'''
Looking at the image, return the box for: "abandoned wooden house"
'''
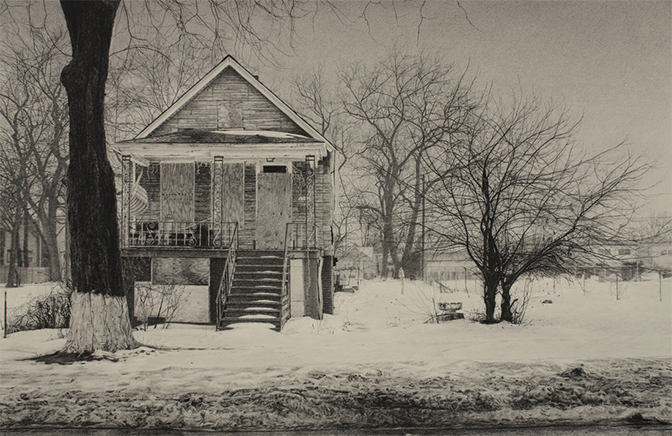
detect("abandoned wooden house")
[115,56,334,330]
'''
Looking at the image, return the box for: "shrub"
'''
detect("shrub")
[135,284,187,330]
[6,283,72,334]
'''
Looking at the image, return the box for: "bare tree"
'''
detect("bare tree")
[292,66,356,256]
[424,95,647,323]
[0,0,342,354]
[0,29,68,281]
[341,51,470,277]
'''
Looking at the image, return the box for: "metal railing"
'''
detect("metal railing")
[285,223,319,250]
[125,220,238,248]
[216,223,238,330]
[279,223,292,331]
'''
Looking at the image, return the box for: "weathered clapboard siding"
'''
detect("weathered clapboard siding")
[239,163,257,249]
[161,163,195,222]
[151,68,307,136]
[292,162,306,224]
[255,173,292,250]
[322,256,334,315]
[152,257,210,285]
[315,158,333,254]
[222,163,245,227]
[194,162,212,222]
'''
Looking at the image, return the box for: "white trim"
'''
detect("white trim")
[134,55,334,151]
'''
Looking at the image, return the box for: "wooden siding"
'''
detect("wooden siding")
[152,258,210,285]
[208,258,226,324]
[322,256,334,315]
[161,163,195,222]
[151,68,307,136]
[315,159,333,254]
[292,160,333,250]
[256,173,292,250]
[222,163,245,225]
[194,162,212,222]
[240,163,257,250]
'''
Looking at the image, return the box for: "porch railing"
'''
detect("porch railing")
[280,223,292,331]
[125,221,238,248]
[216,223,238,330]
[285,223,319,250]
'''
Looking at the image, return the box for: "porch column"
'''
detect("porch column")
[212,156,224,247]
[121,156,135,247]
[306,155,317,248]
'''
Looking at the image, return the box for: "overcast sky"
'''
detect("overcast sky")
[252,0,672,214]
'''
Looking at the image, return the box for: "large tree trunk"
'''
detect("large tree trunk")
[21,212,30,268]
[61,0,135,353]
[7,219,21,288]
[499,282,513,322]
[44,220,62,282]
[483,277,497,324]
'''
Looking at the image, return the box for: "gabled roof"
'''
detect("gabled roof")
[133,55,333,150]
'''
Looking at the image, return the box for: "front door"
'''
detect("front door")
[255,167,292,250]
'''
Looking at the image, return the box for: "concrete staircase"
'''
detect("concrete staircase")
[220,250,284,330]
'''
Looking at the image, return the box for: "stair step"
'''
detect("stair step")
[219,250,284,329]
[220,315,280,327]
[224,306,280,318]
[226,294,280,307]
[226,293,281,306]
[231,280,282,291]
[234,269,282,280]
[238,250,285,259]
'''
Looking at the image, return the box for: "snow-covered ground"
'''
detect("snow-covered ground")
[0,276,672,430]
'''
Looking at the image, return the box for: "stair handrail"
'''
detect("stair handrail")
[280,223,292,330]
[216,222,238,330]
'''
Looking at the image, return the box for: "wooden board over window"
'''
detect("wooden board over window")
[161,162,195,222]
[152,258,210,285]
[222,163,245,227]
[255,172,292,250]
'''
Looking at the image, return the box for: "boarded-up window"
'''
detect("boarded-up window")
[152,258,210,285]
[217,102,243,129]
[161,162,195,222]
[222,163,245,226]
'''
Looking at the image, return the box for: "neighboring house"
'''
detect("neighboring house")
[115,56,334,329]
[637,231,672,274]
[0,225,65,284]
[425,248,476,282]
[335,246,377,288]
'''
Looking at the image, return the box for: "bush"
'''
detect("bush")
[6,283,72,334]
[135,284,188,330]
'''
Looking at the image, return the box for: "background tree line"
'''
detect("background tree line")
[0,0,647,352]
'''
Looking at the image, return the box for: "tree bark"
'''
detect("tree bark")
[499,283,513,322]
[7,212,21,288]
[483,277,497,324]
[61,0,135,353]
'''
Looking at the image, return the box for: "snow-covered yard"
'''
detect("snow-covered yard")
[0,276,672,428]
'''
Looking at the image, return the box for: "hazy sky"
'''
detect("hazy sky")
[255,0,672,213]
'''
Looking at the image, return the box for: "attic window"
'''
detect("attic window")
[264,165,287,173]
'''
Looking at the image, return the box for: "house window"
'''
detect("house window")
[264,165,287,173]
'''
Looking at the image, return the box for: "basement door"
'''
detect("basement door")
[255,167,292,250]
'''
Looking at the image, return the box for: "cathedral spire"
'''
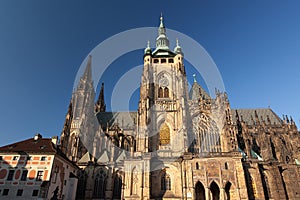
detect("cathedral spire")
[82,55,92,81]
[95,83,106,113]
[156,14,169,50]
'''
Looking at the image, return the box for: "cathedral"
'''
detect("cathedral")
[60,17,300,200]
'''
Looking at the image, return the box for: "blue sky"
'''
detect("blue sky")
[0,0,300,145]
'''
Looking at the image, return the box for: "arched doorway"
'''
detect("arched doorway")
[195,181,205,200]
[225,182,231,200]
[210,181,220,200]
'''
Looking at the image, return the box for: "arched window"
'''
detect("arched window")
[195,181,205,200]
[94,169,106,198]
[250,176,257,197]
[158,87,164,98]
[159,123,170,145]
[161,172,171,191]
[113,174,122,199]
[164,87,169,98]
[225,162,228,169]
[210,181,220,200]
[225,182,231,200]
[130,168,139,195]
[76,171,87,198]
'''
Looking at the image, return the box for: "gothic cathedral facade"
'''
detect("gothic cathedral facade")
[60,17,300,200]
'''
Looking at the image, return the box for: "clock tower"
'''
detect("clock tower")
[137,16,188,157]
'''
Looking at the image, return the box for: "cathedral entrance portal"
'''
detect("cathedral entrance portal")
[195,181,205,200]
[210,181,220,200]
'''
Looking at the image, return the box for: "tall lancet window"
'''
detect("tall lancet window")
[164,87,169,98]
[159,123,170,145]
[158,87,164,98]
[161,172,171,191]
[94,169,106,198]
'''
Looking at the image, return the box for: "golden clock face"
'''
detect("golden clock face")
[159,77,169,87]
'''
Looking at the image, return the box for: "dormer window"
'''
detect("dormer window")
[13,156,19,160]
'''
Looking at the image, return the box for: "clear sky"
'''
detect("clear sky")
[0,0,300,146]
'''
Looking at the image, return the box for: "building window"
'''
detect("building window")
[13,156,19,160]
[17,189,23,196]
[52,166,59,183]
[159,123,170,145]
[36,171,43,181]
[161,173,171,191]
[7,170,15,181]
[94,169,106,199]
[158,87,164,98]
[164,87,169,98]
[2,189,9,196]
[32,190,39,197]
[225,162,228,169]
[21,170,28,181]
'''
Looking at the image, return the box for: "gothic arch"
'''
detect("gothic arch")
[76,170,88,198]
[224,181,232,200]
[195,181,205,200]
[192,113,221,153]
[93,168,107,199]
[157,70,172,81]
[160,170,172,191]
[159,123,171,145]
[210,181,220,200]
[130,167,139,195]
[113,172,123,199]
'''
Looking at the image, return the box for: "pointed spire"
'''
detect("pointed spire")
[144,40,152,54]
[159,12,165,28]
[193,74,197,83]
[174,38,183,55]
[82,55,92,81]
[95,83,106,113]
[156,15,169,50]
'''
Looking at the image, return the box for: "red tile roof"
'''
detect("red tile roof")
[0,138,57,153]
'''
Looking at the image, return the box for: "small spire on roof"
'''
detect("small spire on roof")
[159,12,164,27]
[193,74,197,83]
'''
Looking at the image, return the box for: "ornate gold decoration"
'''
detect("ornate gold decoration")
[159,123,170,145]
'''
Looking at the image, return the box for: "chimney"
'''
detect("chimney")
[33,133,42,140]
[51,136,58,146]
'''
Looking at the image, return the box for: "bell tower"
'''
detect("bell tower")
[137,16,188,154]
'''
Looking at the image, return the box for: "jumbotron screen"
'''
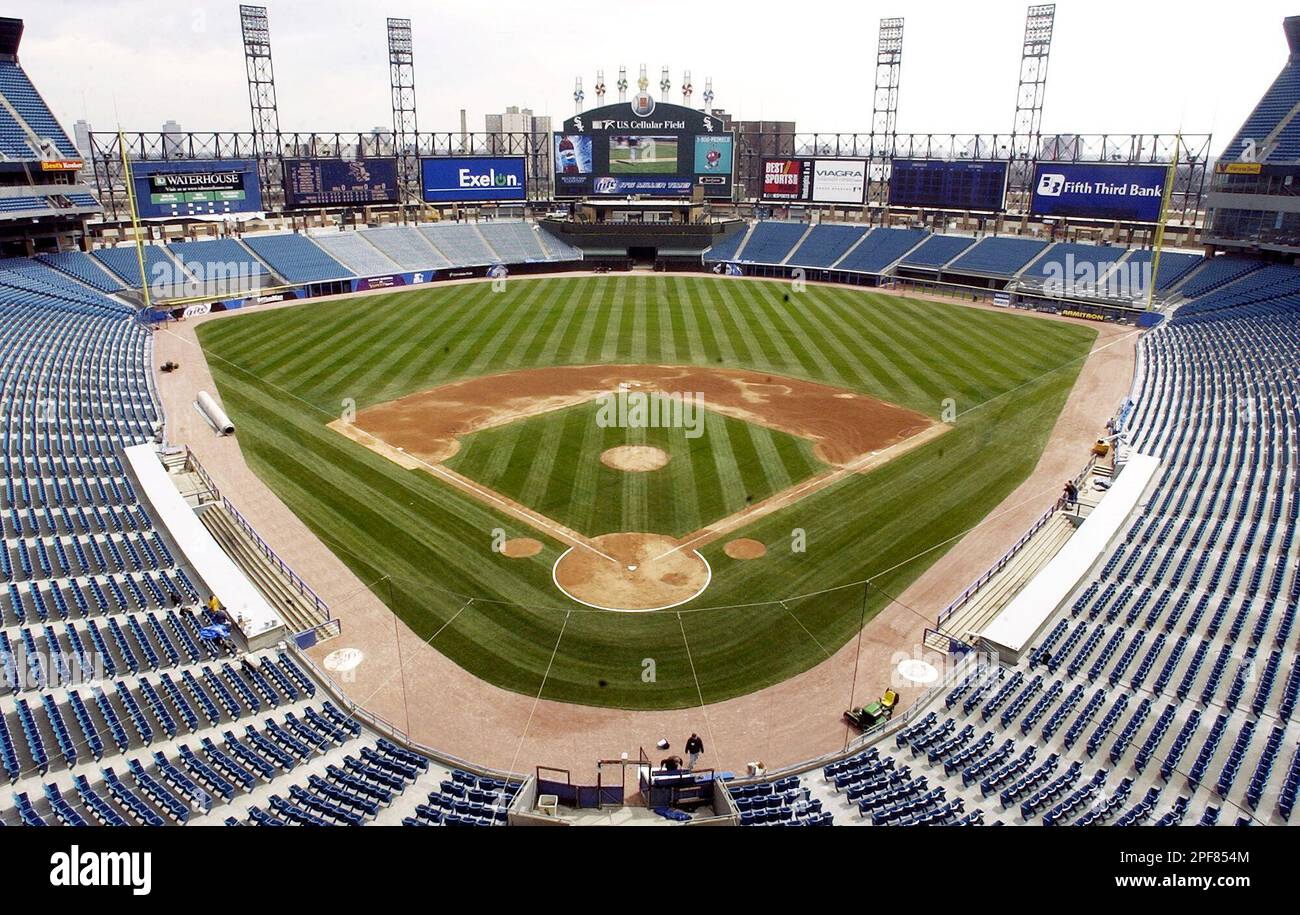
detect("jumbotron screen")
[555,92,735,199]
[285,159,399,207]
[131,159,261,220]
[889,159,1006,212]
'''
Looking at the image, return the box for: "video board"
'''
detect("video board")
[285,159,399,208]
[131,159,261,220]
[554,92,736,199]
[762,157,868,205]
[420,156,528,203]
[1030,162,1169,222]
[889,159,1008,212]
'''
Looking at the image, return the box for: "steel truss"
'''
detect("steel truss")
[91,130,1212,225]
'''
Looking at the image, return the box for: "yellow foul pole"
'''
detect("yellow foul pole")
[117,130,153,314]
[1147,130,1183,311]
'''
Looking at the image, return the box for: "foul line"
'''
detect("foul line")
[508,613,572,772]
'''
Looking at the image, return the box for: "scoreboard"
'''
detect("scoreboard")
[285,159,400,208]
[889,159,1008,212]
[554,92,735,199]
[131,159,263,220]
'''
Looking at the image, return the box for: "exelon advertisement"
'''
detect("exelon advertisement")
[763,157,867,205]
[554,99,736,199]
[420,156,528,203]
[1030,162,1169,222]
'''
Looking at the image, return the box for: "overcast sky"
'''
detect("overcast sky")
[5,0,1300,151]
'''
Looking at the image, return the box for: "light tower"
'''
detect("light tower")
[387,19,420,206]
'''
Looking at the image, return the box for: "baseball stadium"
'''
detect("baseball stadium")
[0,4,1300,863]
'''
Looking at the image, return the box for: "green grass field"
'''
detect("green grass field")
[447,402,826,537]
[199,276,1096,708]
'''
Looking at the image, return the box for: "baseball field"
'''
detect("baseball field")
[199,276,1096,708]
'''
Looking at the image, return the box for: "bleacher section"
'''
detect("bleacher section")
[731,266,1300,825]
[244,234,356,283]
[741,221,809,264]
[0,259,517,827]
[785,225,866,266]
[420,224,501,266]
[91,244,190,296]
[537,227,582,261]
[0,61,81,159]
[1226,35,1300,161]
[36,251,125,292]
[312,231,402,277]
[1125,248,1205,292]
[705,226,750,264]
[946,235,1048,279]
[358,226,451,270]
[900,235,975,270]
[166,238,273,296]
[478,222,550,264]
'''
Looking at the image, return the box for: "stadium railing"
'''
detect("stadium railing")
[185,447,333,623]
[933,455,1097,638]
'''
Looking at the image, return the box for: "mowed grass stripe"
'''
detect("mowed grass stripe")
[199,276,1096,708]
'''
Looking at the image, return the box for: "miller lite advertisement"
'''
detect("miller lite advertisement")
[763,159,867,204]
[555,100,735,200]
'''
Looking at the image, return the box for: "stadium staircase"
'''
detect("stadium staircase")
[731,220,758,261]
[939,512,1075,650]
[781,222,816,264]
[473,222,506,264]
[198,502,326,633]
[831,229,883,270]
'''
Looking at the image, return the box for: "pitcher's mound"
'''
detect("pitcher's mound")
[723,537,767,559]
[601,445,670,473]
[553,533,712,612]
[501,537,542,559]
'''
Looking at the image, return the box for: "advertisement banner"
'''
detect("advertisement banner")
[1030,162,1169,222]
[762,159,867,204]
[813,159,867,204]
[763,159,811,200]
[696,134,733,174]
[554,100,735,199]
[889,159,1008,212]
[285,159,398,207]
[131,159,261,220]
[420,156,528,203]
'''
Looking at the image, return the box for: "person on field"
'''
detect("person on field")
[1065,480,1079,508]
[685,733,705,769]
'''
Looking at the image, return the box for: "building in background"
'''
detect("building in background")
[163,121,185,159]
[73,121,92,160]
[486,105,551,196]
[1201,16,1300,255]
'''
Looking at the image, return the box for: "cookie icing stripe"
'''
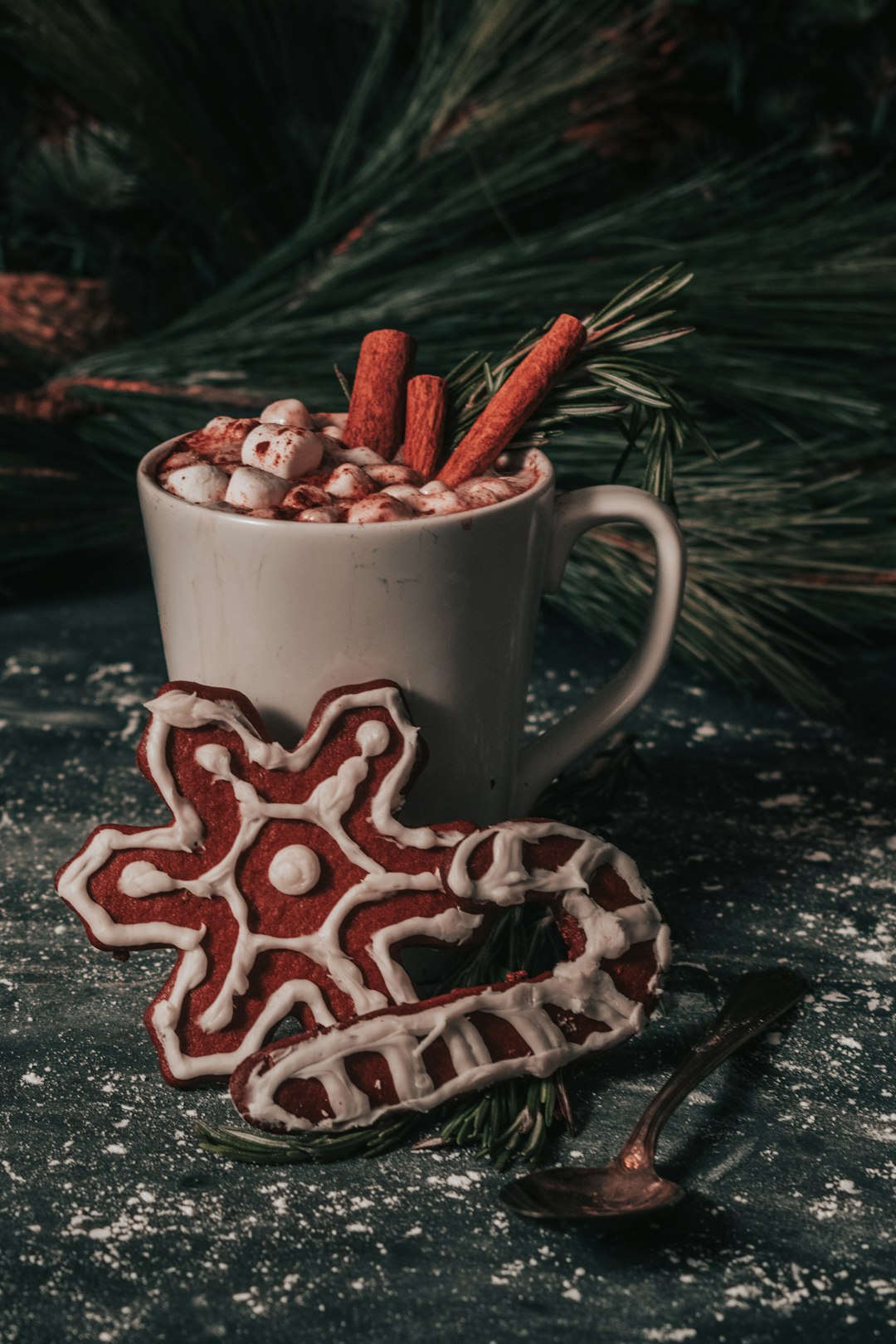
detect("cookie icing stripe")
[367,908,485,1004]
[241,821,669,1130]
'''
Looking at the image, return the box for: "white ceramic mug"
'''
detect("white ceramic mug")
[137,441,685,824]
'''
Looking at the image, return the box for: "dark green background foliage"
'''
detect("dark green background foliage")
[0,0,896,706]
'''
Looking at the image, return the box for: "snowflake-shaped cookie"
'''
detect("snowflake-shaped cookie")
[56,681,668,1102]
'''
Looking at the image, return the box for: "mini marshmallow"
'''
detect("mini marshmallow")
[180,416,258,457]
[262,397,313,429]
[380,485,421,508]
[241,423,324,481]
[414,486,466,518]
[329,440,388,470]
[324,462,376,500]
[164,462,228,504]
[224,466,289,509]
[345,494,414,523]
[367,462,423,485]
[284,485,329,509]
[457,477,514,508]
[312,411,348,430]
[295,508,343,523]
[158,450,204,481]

- - - -

Can you switch "bare tree" to "leafless tree" in the stretch of data from its start through the line containing "[134,55,334,151]", and keep everything else the same? Leave the pictures out of your answer.

'''
Looking at the image, return the box for: "abandoned wooden house"
'''
detect("abandoned wooden house")
[115,56,334,330]
'''
Looking at the image, return the box for: "shrub"
'''
detect("shrub")
[135,284,187,330]
[6,283,72,334]
'''
Looking at the image, return the box for: "leafless tree"
'''
detect("leafless tree")
[292,66,356,256]
[424,95,647,323]
[0,0,342,354]
[0,29,68,281]
[341,51,470,277]
'''
Looking at the image, return the box for: "metal railing"
'''
detect("metal railing")
[285,223,319,250]
[125,220,238,248]
[216,223,238,330]
[279,223,292,331]
'''
Looking at the image, return the box for: "weathered clapboard siding"
'''
detect("weathered clapboard siding")
[239,163,257,249]
[161,163,195,222]
[151,68,307,136]
[292,162,306,224]
[255,173,292,250]
[322,256,334,315]
[152,257,210,285]
[315,158,333,254]
[222,163,245,227]
[194,162,212,222]
'''
Looking at the image, return the box for: "white trim"
'''
detect("white trim")
[134,55,334,151]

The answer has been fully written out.